- SHORT EXERCISE 1
Reproduce, word for word, the portion of the passage on parametric curves for mobile robots between "In 2008, [37]" and "to solve it.", inclusive.

- SELECTED TEXT
· · · · · · ·

When dealing with curves, their representation is important, but their shape manipulation is a key factor in their usability. The object to be modeled will determine the type of parametric curve chosen, depending on the properties required. In Table 1 , we can see a comparison of the properties of the parametric curves in CAGD. In the following section, some of the most relevant works in mobile robots using parametric curves are described.

Table 1.

Comparison of the properties of parametric curves.

3.1. Generation of trajectories of mobile robots through parametric curves

Predicting the movement of a robot is important as it implies the computation of a proper path that meets the kinematic and dynamic properties of the robot. Simply moving a mobile robot from an initial position (x_i ,y_i ,θ_i ) to a final position (x_g ,y_g ,θ_g ) safely implicates many research fields, which are involved in the generation of efficient path planning algorithms.

Many researchers consider parametric curves very useful in the construction of trajectories of wheeled robots, due to their advantageous properties able to improve trajectories produced by path planning techniques.

3.2. Trajectories of mobile robots defined by Bézier curves

The first relevant publications in robotics using Bézier curves are published in 1997 and 1998 [29, 30]. These works combine path planning and reactive control for a non-holonomic mobile robot introducing the concept of “Bubble Band” (bubble path). With an appropriate metric, bubbles are connected with Bézier curves, generating a path. These bubbles are the maximum free space reachable in any direction without risk of collision. This is due to the property of the convex hull and implies that if the control points are within the bubble, then the path approximation remains within the bubble. The planner, using a model of the environment, generates an initial path connecting the start and goal positions that may not be adequate. Next, the proposed algorithm generates a sequence of bubbles connecting both ends and replacing the original path, the bubble band. This band is exposed to the forces in the environment, and as a consequence, the band is modified.

In 2001, the concept of “bubble band” is used in [31]. In this case, dynamic obstacles are introduced in the environment. Simultaneously, in [32], also Bézier curves are used for local path planning. An initial path is computed using the generalized Voronoi graph (GVG) theory, which is mildly deformed maximizing the evaluation of a function. Candidates obtained as smooth paths are expressed with Bézier curves.

In 2003, a touchscreen was introduced in [33] to control a mobile robot, avoiding obstacles in real time. In this work, two algorithms are developed: the first one extracts a succession of important points, and the second one generates a path using cubic Bézier curves.

In 2007, the work in [34] introduces Bézier curves in cooperative collision avoidance for several mobile non-holonomic robots and is based on the previous contributions [35, 36]. Two tasks are developed: first, path planning based on Bézier curves for each individual robot in order to obtain its final position and, second, computation of an optimal path that minimizes a “penalty” function that accounts for the sum of the maximum times subject to the distances between the robots.

In 2008, [37] presents a preliminary framework that generates space trajectories for multiple unmanned aerial vehicles (UAVs) using 3D Bézier curves. The algorithm solves a constrained optimization problem in order to generate the trajectories. In this case, the optimization function penalizes an excessive length, as the shortest path is required, and the restrictions are the distances between the multiple UAVs. The system is non-linear, and numerical methods are applied to solve it.

· · · · · · ·

- RECORDS PROVIDED
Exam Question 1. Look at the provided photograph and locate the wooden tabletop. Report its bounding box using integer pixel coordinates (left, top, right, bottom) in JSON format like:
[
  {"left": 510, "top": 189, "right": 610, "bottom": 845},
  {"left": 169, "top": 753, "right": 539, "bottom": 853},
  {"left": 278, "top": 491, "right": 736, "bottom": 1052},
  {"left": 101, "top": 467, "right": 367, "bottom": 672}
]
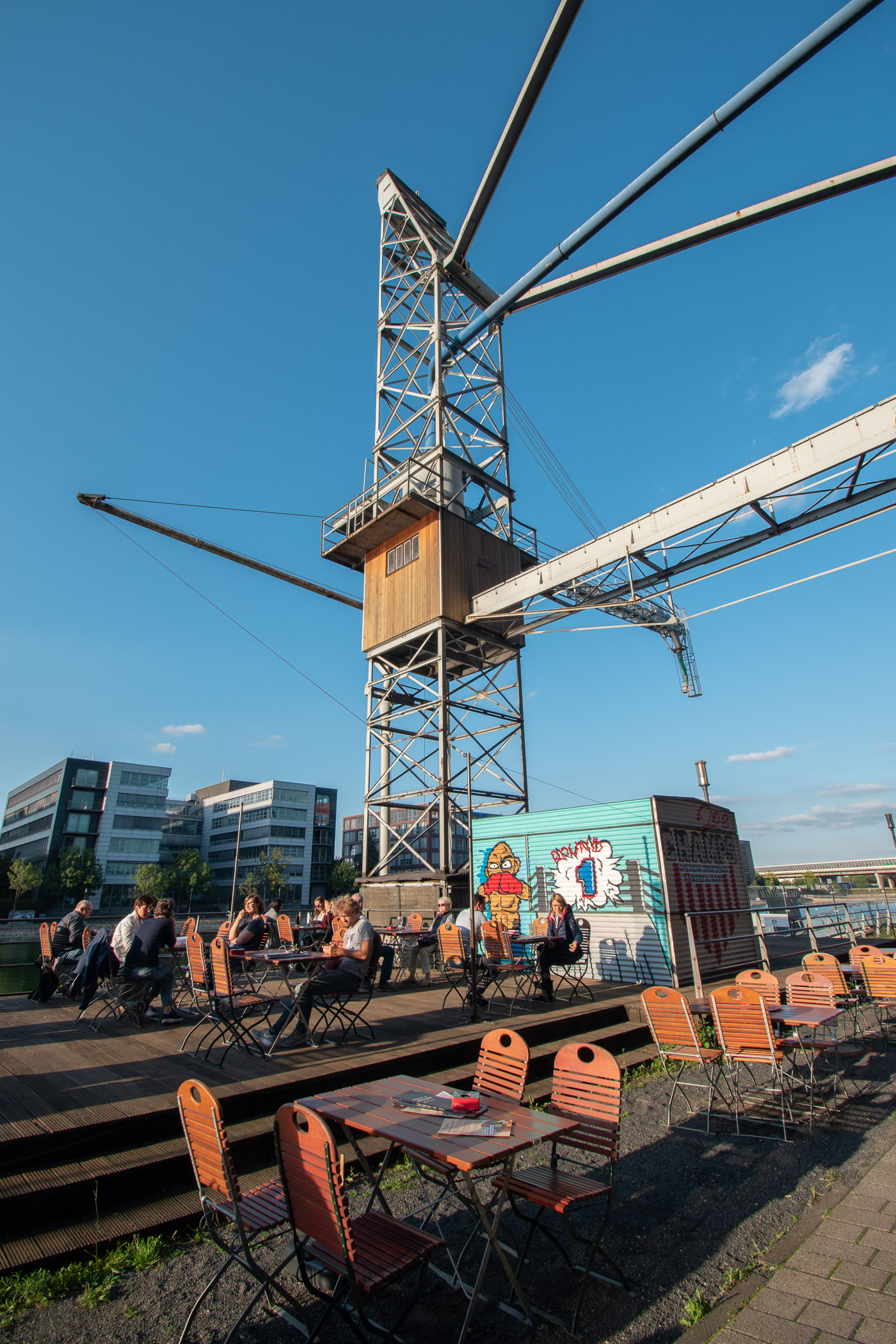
[
  {"left": 298, "top": 1074, "right": 576, "bottom": 1171},
  {"left": 769, "top": 1004, "right": 842, "bottom": 1027}
]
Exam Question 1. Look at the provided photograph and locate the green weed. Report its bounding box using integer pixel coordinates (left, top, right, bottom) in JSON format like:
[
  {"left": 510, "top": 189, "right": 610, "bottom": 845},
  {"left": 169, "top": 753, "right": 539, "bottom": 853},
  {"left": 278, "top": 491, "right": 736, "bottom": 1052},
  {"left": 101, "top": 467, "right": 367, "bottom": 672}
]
[{"left": 678, "top": 1288, "right": 712, "bottom": 1325}]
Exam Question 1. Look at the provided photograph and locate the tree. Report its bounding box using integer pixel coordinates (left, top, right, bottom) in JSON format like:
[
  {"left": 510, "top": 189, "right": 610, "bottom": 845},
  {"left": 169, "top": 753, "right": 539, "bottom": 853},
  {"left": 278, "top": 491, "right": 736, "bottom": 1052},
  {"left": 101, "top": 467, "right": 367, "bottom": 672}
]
[
  {"left": 258, "top": 847, "right": 289, "bottom": 900},
  {"left": 59, "top": 849, "right": 102, "bottom": 900},
  {"left": 8, "top": 859, "right": 43, "bottom": 910},
  {"left": 163, "top": 849, "right": 212, "bottom": 900},
  {"left": 134, "top": 863, "right": 168, "bottom": 900},
  {"left": 329, "top": 859, "right": 360, "bottom": 897}
]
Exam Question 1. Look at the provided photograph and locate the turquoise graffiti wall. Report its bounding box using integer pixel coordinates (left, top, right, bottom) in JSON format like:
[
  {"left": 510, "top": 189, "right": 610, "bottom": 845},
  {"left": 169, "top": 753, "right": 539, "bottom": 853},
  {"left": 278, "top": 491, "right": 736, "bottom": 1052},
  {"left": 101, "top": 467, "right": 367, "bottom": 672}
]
[{"left": 473, "top": 798, "right": 671, "bottom": 985}]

· · · · · · ·

- SHORT EXERCISE 2
Transcribe the rows verbatim, starting at the line that contains "locate the turquoise" and continuing through the last line of the rows, both included.

- OUTPUT 1
In 2008, [37] presents a preliminary framework that generates space trajectories for multiple unmanned aerial vehicles (UAVs) using 3D Bézier curves. The algorithm solves a constrained optimization problem in order to generate the trajectories. In this case, the optimization function penalizes an excessive length, as the shortest path is required, and the restrictions are the distances between the multiple UAVs. The system is non-linear, and numerical methods are applied to solve it.

- OUTPUT 2
Exam Question 1. Look at the provided photograph and locate the turquoise graffiti wall. Report its bounding box using integer pixel coordinates (left, top, right, bottom) in JSON format like:
[
  {"left": 510, "top": 189, "right": 610, "bottom": 845},
  {"left": 169, "top": 753, "right": 539, "bottom": 853},
  {"left": 278, "top": 491, "right": 736, "bottom": 1052},
  {"left": 101, "top": 467, "right": 367, "bottom": 672}
]
[{"left": 473, "top": 798, "right": 671, "bottom": 985}]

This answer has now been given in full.